» **Task requirements**
Return the lines below word for word, starting with the line that contains "of the eyeglasses" and going on through the line that contains "column 216, row 43", both included.

» **Input**
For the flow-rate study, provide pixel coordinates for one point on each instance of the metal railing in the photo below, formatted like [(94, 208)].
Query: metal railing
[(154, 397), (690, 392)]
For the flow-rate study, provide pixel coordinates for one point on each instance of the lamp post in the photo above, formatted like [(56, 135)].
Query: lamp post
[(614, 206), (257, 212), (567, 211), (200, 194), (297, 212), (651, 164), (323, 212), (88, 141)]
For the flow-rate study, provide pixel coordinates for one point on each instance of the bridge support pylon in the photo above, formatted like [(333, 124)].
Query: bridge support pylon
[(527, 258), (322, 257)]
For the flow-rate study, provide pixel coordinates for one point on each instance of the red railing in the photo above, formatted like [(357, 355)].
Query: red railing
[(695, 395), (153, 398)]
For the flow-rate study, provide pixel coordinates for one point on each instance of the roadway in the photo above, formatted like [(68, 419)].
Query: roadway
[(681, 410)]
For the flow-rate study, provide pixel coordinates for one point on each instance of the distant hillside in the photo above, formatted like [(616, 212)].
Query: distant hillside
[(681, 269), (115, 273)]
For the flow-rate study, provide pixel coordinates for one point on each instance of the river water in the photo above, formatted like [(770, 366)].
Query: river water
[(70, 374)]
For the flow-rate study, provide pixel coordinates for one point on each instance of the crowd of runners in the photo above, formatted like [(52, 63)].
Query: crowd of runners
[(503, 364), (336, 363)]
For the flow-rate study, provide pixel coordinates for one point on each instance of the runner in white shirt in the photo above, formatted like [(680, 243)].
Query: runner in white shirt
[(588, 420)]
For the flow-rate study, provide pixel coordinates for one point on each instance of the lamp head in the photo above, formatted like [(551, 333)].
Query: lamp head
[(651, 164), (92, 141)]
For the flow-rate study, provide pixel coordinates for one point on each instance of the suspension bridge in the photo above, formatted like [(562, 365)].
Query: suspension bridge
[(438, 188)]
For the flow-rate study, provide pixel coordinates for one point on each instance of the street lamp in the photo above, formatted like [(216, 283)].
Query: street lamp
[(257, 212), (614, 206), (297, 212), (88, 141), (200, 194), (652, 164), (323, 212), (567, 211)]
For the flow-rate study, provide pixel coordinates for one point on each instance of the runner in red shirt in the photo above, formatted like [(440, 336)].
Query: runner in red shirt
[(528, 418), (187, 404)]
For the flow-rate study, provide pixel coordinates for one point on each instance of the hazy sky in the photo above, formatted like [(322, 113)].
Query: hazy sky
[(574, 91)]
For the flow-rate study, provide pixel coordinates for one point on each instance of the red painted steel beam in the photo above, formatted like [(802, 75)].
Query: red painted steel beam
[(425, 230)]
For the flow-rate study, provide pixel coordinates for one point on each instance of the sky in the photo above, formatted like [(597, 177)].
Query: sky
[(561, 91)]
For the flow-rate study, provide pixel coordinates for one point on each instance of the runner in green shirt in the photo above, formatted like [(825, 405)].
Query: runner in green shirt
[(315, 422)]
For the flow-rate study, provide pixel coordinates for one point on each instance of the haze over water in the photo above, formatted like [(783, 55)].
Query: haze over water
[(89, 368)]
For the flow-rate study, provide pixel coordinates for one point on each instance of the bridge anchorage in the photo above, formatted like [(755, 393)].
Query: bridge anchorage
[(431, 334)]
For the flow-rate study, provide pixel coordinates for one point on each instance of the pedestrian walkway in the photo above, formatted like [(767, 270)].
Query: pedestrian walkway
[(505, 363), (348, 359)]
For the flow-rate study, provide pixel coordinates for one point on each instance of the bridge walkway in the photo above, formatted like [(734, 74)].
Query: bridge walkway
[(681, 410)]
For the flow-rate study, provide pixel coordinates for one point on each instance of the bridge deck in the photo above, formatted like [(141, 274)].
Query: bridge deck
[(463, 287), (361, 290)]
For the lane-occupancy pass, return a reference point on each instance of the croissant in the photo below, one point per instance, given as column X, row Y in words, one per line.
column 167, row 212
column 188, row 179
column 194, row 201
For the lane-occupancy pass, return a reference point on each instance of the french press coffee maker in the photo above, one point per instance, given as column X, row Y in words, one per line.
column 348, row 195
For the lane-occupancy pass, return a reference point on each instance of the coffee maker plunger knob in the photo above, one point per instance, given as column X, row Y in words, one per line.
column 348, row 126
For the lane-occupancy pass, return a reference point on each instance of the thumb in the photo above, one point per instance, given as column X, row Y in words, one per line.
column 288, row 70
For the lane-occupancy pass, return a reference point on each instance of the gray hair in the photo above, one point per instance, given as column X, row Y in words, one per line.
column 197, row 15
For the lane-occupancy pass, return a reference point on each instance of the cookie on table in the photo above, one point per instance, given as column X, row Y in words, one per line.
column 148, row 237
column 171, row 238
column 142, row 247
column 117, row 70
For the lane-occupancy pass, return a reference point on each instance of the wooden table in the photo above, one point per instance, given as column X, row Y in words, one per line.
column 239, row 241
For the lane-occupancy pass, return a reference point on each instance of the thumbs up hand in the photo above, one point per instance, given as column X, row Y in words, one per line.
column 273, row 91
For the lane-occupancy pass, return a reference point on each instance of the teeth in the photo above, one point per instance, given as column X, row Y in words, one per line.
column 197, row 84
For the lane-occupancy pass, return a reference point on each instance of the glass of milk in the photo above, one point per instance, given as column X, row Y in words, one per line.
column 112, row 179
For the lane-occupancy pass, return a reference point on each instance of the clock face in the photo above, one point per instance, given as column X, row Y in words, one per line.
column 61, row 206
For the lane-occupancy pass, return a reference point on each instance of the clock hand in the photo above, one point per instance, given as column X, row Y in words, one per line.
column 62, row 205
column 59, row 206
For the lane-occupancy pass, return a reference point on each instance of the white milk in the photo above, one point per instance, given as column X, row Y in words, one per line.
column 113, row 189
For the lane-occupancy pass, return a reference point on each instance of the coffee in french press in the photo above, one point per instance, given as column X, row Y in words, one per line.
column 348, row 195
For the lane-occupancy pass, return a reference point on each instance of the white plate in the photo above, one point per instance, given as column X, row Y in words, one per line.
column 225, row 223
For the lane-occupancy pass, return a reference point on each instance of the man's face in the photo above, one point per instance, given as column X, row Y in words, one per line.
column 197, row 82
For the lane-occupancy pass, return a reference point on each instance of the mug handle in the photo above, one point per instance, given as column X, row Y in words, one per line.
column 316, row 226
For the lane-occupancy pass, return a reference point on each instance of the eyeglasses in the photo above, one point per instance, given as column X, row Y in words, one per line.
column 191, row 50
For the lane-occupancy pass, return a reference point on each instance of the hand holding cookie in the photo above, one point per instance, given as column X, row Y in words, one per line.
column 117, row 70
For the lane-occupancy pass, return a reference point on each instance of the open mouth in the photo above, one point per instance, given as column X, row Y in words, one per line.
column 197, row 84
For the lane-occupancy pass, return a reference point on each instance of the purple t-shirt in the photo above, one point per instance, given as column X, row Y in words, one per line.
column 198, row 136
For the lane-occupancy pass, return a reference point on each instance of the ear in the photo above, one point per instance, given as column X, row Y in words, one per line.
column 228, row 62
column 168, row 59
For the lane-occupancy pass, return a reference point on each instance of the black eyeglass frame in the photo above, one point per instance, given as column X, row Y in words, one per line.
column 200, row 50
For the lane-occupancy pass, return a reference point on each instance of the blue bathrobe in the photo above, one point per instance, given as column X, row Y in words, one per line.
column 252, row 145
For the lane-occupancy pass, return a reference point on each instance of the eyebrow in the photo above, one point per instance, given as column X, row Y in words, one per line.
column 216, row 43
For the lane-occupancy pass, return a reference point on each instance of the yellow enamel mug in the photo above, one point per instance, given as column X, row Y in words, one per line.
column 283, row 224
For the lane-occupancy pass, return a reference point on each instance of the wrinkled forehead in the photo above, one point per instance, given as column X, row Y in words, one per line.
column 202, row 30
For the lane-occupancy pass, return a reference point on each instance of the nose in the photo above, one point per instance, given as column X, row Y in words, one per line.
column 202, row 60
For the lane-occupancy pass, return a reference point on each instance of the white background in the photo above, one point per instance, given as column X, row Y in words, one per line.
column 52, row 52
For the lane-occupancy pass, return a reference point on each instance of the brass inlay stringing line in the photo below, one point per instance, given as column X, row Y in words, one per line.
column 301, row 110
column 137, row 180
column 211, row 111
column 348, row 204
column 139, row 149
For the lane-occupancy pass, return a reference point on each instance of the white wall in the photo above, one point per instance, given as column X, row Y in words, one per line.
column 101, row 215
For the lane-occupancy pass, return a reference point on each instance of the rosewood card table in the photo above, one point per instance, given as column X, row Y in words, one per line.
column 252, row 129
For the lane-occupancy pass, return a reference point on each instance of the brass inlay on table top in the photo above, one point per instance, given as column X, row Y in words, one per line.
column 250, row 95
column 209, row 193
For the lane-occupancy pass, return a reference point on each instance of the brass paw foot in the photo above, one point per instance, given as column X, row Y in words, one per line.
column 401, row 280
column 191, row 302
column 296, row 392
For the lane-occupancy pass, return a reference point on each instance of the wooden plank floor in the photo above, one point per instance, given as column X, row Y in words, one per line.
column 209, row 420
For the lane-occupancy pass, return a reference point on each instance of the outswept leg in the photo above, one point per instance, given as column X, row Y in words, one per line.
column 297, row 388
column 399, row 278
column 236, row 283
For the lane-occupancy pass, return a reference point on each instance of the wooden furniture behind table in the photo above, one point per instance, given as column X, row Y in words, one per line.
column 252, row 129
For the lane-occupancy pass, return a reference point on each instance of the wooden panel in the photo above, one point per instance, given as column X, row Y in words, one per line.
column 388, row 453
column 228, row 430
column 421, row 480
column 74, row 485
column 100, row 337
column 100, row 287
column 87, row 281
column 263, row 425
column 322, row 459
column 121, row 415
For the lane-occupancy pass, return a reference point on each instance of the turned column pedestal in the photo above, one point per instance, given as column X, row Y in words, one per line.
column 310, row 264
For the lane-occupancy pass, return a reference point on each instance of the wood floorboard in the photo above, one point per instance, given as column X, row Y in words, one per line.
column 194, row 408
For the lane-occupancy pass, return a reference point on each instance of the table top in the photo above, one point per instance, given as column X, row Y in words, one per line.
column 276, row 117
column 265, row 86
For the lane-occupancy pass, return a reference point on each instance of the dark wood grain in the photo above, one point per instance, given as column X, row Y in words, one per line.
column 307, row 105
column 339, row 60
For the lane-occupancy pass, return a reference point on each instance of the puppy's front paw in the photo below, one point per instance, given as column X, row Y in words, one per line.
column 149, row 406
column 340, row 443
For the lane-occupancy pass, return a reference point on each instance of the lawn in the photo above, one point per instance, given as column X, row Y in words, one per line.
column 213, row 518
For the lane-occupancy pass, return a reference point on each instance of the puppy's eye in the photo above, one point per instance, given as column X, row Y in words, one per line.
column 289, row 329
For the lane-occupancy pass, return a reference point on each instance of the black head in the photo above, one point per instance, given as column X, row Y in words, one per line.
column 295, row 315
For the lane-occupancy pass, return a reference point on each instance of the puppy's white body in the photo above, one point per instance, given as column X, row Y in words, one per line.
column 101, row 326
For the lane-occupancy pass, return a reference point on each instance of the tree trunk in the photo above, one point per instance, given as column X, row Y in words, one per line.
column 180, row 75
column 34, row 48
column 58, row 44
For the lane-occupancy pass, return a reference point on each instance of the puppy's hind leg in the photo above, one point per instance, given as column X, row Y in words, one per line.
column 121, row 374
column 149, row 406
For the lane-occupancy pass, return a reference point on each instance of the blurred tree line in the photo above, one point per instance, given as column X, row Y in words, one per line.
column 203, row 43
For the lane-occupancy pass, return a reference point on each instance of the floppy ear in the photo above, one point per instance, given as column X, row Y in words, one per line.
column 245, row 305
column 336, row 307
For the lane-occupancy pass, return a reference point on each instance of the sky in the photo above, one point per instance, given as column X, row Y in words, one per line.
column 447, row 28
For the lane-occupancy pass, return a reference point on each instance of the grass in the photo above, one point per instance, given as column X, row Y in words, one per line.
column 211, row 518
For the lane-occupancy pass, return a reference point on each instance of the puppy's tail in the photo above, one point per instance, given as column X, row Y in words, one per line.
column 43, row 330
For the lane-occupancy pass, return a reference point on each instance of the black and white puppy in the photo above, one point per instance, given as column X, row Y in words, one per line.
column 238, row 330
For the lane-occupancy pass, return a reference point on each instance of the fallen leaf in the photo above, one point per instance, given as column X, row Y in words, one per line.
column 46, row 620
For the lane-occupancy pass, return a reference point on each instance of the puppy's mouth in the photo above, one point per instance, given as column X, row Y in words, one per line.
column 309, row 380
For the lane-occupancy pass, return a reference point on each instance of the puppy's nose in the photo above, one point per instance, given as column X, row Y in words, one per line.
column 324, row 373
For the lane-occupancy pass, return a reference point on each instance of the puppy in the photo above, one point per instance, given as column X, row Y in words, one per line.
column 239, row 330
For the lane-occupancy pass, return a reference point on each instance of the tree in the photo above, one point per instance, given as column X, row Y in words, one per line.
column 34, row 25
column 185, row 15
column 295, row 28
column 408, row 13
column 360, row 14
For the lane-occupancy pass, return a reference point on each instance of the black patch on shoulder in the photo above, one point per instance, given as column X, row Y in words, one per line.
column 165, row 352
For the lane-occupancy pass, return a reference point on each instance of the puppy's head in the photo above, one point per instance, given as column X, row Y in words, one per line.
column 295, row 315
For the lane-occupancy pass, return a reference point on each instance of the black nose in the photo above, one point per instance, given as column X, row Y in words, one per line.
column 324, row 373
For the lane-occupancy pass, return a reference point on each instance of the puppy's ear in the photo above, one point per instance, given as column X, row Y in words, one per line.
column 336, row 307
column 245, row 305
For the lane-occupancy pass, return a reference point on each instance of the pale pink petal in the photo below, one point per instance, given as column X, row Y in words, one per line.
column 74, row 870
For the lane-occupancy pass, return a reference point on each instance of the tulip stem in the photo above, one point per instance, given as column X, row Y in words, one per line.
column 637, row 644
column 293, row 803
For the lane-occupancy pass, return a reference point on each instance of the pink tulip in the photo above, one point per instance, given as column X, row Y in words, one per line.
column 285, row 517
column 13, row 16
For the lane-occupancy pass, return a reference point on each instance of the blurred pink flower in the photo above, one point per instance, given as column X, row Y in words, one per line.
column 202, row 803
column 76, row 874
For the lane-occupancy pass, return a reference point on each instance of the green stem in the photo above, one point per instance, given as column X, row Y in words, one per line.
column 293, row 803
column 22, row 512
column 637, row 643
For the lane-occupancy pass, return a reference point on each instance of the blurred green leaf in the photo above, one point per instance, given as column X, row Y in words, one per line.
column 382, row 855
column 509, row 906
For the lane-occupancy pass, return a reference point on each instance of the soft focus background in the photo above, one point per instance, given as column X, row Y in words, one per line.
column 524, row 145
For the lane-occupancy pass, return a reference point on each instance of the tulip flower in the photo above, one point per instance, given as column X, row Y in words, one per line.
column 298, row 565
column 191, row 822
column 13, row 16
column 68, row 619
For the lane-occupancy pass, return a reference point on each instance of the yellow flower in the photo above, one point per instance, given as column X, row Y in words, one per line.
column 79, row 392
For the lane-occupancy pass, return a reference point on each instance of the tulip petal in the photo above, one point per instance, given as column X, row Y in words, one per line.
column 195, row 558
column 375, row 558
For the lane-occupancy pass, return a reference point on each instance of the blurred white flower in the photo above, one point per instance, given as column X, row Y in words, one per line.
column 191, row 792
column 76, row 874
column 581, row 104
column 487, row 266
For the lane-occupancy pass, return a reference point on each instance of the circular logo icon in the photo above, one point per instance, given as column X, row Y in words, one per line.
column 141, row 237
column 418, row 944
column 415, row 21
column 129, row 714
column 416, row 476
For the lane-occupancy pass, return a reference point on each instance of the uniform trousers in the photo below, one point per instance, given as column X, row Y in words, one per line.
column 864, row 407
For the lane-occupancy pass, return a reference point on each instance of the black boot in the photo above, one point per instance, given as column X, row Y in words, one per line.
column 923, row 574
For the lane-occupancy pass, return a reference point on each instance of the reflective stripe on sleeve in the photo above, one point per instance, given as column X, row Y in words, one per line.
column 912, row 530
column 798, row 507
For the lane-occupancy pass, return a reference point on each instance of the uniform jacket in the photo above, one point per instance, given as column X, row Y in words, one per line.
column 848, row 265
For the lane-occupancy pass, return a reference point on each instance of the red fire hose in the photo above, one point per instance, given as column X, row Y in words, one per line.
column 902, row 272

» **Finished task**
For the lane-occupancy pass, return a reference point on each instance of the eyeglasses in the photo above, one point per instance, given as column X, row Y in words, one per line.
column 191, row 50
For the lane-occupancy pass, return a reference point on each instance of the hand holding cookie in the photo above, one point per instance, given as column X, row Y in words, one per line.
column 117, row 70
For the lane-occupancy pass, return a reference point on each instance of the open mouth in the photo above, one point per instance, given as column X, row Y in words, one per line.
column 197, row 84
For the lane-occupancy pass, return a reference point on each instance of the purple t-shirt in the photo above, one point per instance, given as column X, row Y in words, one per line.
column 198, row 136
For the lane-occupancy pass, return a reference point on each instance of the ear in the photo above, one point per instance, given as column X, row Y in words, one per line.
column 228, row 62
column 168, row 59
For the lane-occupancy pass, return a reference point on each instance of the black eyeglass frame in the photo above, one point per instance, given as column X, row Y in words, one per line.
column 200, row 50
For the lane-occupancy pass, return a reference point on each instance of the blue bathrobe in the photo above, one point per instance, given as column X, row Y in words, one per line.
column 252, row 145
For the lane-occupancy pass, return a reference point on each instance of the eyebrow in the photo above, one point per instance, given as column X, row Y in words, one per line.
column 216, row 43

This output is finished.